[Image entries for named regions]
---

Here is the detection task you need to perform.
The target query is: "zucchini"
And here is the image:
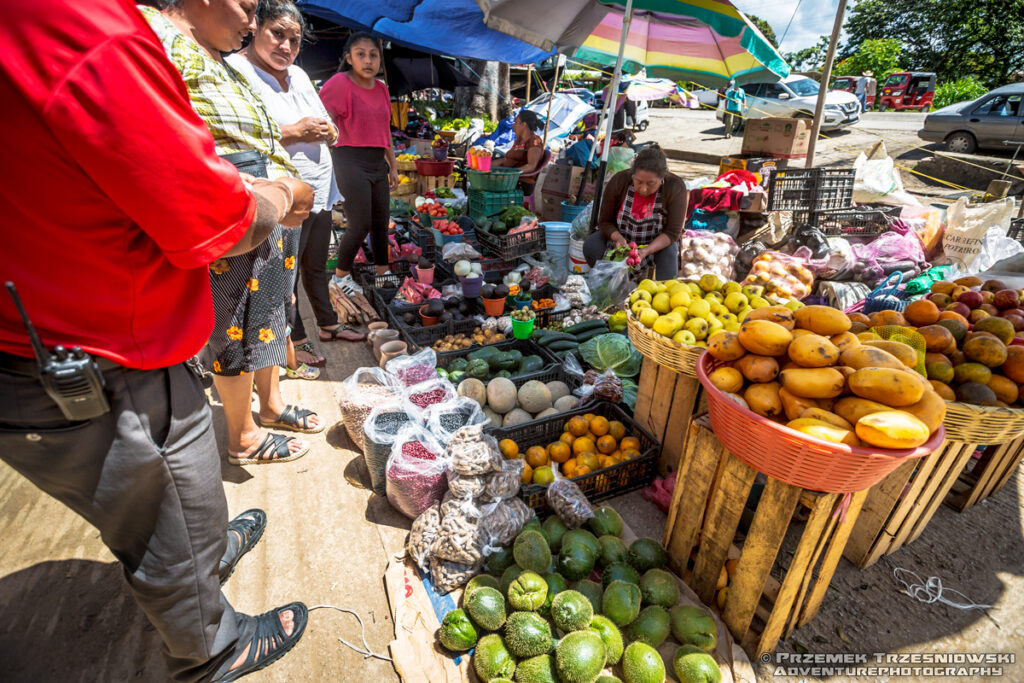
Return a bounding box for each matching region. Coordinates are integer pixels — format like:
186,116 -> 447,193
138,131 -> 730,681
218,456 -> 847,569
562,318 -> 608,335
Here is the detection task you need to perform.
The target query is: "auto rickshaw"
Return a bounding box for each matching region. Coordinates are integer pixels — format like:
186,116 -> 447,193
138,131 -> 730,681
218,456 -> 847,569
880,71 -> 935,112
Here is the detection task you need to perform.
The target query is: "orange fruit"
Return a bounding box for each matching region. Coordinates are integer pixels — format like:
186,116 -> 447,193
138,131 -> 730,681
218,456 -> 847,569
572,436 -> 597,456
526,445 -> 550,467
548,441 -> 572,463
618,436 -> 640,453
534,467 -> 555,486
590,417 -> 608,436
565,415 -> 590,436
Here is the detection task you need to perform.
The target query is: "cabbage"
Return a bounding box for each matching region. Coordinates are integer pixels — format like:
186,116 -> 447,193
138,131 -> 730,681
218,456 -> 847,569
580,333 -> 643,378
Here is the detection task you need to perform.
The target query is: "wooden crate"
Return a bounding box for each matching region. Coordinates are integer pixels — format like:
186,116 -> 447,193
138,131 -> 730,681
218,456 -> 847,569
843,440 -> 978,569
945,436 -> 1024,512
633,358 -> 708,481
665,416 -> 867,656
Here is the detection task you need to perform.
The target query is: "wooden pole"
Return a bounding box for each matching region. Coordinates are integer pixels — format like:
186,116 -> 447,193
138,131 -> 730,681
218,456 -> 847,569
804,0 -> 846,168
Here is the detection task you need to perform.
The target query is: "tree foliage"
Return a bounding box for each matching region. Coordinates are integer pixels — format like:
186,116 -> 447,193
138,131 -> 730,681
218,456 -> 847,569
842,0 -> 1024,88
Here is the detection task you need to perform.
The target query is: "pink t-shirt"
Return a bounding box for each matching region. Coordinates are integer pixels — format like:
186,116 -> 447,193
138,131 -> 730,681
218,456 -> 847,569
321,72 -> 391,148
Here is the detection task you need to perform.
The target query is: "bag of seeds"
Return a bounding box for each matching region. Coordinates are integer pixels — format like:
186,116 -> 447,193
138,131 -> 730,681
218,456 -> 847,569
362,400 -> 423,496
423,396 -> 487,441
384,348 -> 437,387
406,505 -> 441,571
385,423 -> 447,519
401,377 -> 459,410
338,368 -> 401,451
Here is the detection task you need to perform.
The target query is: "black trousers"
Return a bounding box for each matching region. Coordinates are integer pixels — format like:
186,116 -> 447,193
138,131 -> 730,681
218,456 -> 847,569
290,207 -> 338,339
0,365 -> 241,681
331,147 -> 391,272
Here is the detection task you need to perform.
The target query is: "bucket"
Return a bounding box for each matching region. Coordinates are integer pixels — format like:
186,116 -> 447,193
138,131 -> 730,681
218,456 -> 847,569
562,202 -> 587,223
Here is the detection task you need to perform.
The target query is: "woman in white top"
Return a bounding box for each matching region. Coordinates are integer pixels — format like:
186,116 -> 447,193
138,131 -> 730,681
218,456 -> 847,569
227,0 -> 365,379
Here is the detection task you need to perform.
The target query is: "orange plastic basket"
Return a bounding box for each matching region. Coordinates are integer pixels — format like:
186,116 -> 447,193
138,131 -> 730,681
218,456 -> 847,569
696,353 -> 945,494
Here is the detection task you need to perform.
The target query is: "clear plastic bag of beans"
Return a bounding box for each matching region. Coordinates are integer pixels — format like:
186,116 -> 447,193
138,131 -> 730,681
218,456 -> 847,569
385,424 -> 447,519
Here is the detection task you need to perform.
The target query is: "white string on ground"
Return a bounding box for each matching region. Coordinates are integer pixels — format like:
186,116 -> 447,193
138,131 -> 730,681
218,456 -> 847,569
309,605 -> 391,661
893,567 -> 992,609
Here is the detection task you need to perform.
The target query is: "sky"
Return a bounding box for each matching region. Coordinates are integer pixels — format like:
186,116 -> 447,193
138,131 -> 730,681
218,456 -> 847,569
732,0 -> 853,52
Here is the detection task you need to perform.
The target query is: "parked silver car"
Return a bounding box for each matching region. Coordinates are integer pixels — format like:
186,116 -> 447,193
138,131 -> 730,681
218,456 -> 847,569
918,83 -> 1024,155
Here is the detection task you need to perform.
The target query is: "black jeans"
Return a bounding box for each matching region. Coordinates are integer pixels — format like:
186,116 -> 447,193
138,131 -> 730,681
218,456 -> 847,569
331,147 -> 391,272
291,207 -> 338,339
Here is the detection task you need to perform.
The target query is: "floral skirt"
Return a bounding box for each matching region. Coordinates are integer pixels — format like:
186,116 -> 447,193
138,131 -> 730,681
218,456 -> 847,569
200,226 -> 298,377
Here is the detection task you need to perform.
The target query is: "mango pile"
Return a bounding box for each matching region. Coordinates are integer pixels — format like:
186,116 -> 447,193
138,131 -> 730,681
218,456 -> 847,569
708,306 -> 946,449
629,274 -> 804,347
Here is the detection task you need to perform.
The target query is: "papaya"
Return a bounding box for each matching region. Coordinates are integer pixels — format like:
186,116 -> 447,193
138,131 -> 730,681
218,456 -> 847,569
800,408 -> 853,431
743,306 -> 796,332
833,396 -> 892,425
841,366 -> 929,405
732,353 -> 778,382
793,306 -> 851,337
785,418 -> 860,446
903,389 -> 942,432
708,330 -> 746,360
786,333 -> 839,368
856,411 -> 932,450
864,339 -> 918,368
743,382 -> 782,418
839,348 -> 906,370
738,321 -> 793,355
779,368 -> 846,398
778,389 -> 818,420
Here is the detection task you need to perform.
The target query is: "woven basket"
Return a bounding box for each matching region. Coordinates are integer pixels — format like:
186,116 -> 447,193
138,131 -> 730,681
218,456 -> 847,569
626,309 -> 705,377
697,354 -> 945,494
944,401 -> 1024,445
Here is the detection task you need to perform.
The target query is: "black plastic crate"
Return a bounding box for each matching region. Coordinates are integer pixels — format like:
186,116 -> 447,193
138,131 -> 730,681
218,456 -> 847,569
487,400 -> 662,517
476,224 -> 546,261
811,206 -> 902,237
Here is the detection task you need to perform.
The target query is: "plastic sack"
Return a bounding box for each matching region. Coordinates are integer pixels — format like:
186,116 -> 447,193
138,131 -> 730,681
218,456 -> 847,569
401,377 -> 458,410
362,400 -> 421,496
338,368 -> 401,451
384,347 -> 437,387
423,396 -> 487,442
385,424 -> 447,519
679,230 -> 739,281
587,261 -> 633,310
547,463 -> 594,528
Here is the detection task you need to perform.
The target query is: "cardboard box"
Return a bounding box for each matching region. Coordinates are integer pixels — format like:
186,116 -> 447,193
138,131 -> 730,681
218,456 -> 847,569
742,119 -> 811,159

---

** The request **
Copy out every line in the rows above that contains the string "plastic". Case counts.

** Final answer **
The target query is: "orange plastic basket"
The target query is: "clear plastic bag of beans"
The target query is: "black plastic crate"
The target query is: "plastic sack"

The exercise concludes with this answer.